**Material provided:**
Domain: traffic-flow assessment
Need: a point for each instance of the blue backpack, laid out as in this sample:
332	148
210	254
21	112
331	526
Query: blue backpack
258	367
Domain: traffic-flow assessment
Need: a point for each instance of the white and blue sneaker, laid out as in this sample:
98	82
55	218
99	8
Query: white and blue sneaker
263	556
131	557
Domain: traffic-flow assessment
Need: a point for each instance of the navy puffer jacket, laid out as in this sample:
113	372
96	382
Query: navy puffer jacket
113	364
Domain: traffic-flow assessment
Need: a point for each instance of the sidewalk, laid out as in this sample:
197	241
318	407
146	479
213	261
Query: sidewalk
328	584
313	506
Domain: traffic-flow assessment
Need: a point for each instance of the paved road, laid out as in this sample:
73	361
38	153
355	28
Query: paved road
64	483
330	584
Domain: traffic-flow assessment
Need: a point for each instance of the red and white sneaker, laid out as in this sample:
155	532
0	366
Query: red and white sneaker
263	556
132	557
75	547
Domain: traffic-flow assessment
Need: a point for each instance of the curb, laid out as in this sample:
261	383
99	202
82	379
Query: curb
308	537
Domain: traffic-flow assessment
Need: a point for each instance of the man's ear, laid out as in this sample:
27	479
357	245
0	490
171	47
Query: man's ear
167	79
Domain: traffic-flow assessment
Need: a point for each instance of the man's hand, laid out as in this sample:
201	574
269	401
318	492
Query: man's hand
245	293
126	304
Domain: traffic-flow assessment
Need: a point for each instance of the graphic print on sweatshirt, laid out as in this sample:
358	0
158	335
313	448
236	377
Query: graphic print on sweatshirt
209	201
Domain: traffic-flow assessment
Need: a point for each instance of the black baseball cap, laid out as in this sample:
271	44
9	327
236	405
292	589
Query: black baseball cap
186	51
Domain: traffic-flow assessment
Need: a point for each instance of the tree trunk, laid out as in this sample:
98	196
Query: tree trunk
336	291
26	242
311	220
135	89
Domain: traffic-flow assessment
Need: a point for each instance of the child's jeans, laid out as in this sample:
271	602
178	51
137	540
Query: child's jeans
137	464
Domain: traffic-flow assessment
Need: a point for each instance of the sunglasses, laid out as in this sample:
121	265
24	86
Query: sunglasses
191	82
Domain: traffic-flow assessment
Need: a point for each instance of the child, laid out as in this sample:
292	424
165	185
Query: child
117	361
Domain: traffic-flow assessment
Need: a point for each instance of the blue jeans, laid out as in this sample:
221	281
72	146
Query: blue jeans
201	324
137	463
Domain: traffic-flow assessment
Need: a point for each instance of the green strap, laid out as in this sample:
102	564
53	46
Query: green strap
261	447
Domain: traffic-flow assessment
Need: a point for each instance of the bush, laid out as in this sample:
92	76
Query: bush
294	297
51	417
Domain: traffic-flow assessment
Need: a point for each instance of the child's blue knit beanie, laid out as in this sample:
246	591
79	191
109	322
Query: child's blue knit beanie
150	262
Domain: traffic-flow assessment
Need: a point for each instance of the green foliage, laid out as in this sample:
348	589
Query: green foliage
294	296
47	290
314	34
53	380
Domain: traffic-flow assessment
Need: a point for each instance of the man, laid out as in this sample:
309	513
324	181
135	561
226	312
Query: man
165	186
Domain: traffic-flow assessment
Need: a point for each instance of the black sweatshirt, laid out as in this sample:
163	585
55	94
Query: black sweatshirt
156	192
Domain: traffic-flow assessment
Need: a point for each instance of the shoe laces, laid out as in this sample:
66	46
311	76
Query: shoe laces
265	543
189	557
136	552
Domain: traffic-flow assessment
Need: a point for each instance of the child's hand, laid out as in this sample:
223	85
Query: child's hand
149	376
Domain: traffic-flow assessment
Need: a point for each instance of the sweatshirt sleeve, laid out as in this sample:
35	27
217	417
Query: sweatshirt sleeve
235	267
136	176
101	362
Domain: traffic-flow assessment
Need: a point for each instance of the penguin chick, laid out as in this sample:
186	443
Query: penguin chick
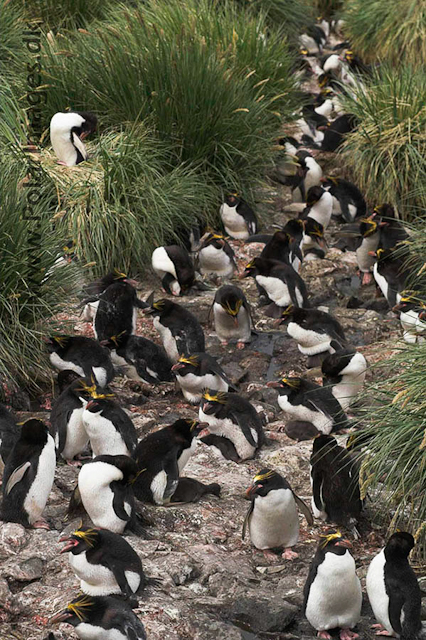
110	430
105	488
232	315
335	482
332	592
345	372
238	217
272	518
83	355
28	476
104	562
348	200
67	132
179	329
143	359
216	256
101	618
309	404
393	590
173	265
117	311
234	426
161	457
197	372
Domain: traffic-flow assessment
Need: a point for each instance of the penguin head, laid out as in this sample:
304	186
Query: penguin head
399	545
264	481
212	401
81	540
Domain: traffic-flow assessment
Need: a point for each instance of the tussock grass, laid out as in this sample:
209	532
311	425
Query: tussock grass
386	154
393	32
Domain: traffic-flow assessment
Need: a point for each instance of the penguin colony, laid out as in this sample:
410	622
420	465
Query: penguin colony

**About this task:** Copy out the material above exactly; the images stay out.

**Task answer:**
Domain: traffic-flow assessment
Need: a point for each instance of the blue backpack, laid out as in this sample:
332	148
210	254
21	112
331	526
Query: blue backpack
258	367
Domain: traffic-flow assessment
Need: a point for each instance of the white and blue sneaker, laid out as in this sample:
98	82
55	218
99	8
Query: white and blue sneaker
263	556
131	557
Domain: traffic-flow assessment
Need: a point for each instance of the navy puffer jacket, laid out as in this sample:
113	372
96	382
Query: navy puffer jacket
113	364
Domain: traffic-flow assessment
Need: a point for each instance of the sidewalk, laid out as in this sample:
197	241
318	407
146	479
213	261
Query: sidewalk
328	584
313	506
Domain: traffic-flow assessment
Need: a point for each instance of the paved road, laid out as in this sample:
73	361
38	153
355	28
Query: paved road
64	483
330	584
Domain: traffic-flow assessment
Need: a point for each instance of the red and white sneaker, laid out as in this sample:
155	532
0	366
Query: red and white sneaker
263	556
132	557
75	547
Domain: traffic-flow assessment
Need: a point for each instance of the curb, laid out as in this sample:
261	383
99	202
82	379
Query: curb
308	537
Domain: traffic-flow assessment
Need: a point for each instance of the man's ear, laid out as in this sample:
27	479
357	245
0	490
171	47
Query: man's ear
167	79
Domain: traffic-flow assessment
Need: a point for each instance of the man's hand, laid out as in this sample:
201	574
269	401
318	492
Query: man's hand
245	293
126	304
Domain: traffic-flow assessment
Need: a point for each instance of the graphic print on sweatshirt, laid out as in this sample:
358	0
158	335
313	448
236	377
Query: graphic print on sweatshirt
209	201
Domain: traffic-flow assessment
Need: a point for each instance of the black baseball cap, laid out as in this sample:
271	44
9	327
236	405
292	589
Query: black baseball cap
186	51
Domain: traffic-flow assessment
Need: a point for each instance of the tree trunk, laid out as in this sample:
98	196
Query: tree trunk
336	291
26	242
311	220
135	89
Domain: traffic-flow assessment
Need: a point for each instance of the child's jeans, laid out as in this sample:
271	602
178	51
137	540
Query: child's jeans
137	464
Domain: traffic-flow assessment
Need: a point for each instance of the sunglasses, laid out as in this sample:
121	265
24	86
Query: sunglasses
191	82
Domain: traffic-flow assessment
Need: a point for each instance of the child, laid out as in this sample:
292	424
165	185
Query: child
117	361
Domain: traffic-flow assessment
Need: a point for each instance of the blue jeans, laid out as in this sample:
221	281
72	146
Query: blue jeans
201	324
137	463
Domain: traffic-flow assessment
Need: a point for each instance of the green strap, laid out as in this sample:
102	564
53	46
Query: green strap
261	447
Domain: traffic-flow assessment
Need: a point for each instance of the bush, laid out as in this sample:
92	76
Query: bush
294	297
51	417
Domain: traffic-flow assessment
Need: a point for each instance of the child's blue knit beanie, laid out as in this sample:
246	591
79	191
109	322
Query: child's blue knit beanie
150	262
Domain: traffic-flow assessment
Need: a point for each instance of the green foliage, laid out as in this sample:
348	589
Query: green foliage
294	296
47	290
314	34
53	380
Domain: traffic-flow assessment
Need: a point for each instance of the man, laid out as in this sample:
309	513
324	181
135	561
226	312
Query: man
165	186
Domain: traffic-flow assessment
Need: a point for each instance of the black sweatshirt, laid out as in this sample:
163	585
55	94
Query: black sweatshirt
156	192
Domain: traffic-flow assessment
Need: a point for each instance of the shoe laces, laid out as in this sample:
66	46
311	76
Query: shoe laces
265	543
189	557
136	552
Domain: traffic-flow assessment
Need: a point for each instance of the child's hand, laid out as in this sample:
223	85
Query: child's hand
149	376
Domain: traffic-flow assessment
Need: a point for each instance of the sweatshirt sleeve, laid out as in this sample:
35	27
217	417
Query: sweatshirt sleeve
235	267
136	176
101	362
Domain: traffic-flow assessment
Need: a point for each instance of the penguin chick, laid out as in this sample:
186	443
Query: penguin chick
110	430
105	488
232	315
335	482
332	592
345	372
238	217
272	518
83	355
28	476
104	562
348	200
67	132
179	329
143	359
216	256
101	618
309	404
393	590
173	265
117	311
234	426
161	457
197	372
Domain: traffic-flow assessment
Need: a point for each instance of the penguin head, laid out as in this sample:
304	186
Query: penguin head
399	545
264	481
212	401
81	540
Domain: traffic-flow assessment
Need: a point for each instance of the tussock grass, laid out as in this sample:
209	532
311	425
Query: tussock grass
386	154
393	32
Domain: traffic-flow assessment
Need: a point for each instance of the penguin colony, laid out as in this sample:
410	622
420	465
Query: penguin colony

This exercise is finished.